ASSIGNMENT → Copy every line from the data below in which the string "white" can be found.

---------- MATERIALS PROVIDED ----------

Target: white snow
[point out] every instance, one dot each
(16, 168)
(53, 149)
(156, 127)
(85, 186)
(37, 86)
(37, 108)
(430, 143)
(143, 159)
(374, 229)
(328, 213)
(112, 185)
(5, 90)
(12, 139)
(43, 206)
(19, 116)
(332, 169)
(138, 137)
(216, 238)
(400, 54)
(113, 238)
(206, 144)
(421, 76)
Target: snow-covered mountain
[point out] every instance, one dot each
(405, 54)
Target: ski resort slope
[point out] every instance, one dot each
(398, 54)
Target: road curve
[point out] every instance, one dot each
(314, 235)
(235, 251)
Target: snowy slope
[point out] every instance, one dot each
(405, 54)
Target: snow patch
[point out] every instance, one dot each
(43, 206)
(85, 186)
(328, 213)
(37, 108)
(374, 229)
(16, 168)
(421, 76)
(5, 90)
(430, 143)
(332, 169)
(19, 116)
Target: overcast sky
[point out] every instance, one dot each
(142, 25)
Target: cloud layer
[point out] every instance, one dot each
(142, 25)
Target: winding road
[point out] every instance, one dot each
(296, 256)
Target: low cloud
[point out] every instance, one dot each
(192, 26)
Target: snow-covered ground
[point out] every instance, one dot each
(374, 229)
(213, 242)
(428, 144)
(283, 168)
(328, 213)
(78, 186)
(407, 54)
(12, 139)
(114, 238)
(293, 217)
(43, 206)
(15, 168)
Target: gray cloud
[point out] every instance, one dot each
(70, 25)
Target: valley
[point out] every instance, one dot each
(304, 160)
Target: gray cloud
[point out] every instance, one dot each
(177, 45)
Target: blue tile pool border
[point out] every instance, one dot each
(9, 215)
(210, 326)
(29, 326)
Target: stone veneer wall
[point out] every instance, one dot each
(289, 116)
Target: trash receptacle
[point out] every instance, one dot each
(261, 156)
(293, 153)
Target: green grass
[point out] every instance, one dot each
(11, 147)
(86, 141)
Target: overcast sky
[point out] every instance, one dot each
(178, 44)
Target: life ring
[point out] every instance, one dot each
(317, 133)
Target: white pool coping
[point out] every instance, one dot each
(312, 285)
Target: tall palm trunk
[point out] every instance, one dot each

----------

RESPONSE BELOW →
Target: white snow
Target: white pool coping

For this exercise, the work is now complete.